North African countries rely on fossil fuels all across the spectrum of their economy (including agriculture and households) and they are heavily subsidised. Elsewhere in Africa too, prices of oil products are either subsidised (in producing countries) or at least regulated to protect consumers from global oil price fluctuations (International Energy Agency 2014). In general, in SSA the use of diesel is more widespread than gasoline both in the transport sector and for (back-up) power generation. For household consumption, on the other hand, kerosene and LPG are the most common substitutes to solid biomass. The first is a product of oil refining, while the second can be produced both from crude oil and natural gas processing. The use of these fuels is subsidized in most oil producing countries (especially kerosene) as well as in some importing countries with dedicated policies, like Senegal (LPG) (International Energy Agency 2014).

The demand of coal is strictly linked to power production, with the exception of South Africa where coal is also processed for other uses. Because of its vast reserves, the country built up its entire energy system around coal, which supplies 70% of the total primary demand of the country mostly in the form of electricity, but also as synthetic diesel for the transport sector (covering about 40% of demand) and coal gas (i.e. the product of gasification of coal) used in industry and the residential sector (Department of Energy, Republic of South Africa). In SSA, coal-to-power takes place in small electricity-producing countries that sometime rely heavily on it, like Botswana (96% of total power production), Mauritius (42%), Niger (71%) and Zimbabwe (44%). While many more plan to increase coal-fired power production or introduce it (e.g. Malawi) and the sector can attract international investors (see Chap. 5), a relatively low number of power plants are actually under construction in SSA (End Coal).

◇ ◇ ◇ ◇ ◇

Written instruction 1 →
Print the records from the line containing "Task: Where can the person's wrist" through the end of the records, inclusive, copying those lines verbatim.

(Entries from a point annotation set)

◇ ◇ ◇ ◇ ◇

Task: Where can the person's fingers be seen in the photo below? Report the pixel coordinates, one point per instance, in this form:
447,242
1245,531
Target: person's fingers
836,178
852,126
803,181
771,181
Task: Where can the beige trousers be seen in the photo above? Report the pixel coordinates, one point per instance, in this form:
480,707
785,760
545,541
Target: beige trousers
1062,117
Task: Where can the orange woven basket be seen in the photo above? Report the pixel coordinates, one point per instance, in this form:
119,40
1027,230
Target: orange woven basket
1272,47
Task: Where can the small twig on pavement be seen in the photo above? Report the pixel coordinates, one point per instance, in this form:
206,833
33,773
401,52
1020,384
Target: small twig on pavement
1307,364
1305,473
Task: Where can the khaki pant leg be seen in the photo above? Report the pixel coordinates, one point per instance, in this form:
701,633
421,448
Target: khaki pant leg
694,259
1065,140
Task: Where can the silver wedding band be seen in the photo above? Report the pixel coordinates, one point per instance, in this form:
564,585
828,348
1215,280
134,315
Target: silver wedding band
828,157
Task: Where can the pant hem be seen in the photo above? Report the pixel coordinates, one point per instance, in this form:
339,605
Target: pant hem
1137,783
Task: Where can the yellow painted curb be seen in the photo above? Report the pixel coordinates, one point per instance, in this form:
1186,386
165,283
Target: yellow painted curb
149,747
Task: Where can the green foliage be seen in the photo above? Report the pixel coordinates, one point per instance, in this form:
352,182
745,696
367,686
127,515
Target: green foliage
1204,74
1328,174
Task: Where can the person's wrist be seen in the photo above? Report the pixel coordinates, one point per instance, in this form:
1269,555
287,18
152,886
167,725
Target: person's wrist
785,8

◇ ◇ ◇ ◇ ◇

Written instruction 2 →
In the passage on fossil fuel use in Africa, what share of South Africa's total primary energy demand is supplied by coal?

Exercise answer 1 →
Task: Where can the person's wrist be seen in the photo above? Report the pixel coordinates, one point per instance, in this form:
1269,555
287,18
152,886
167,725
Target: person's wrist
785,8

Exercise answer 2 →
70%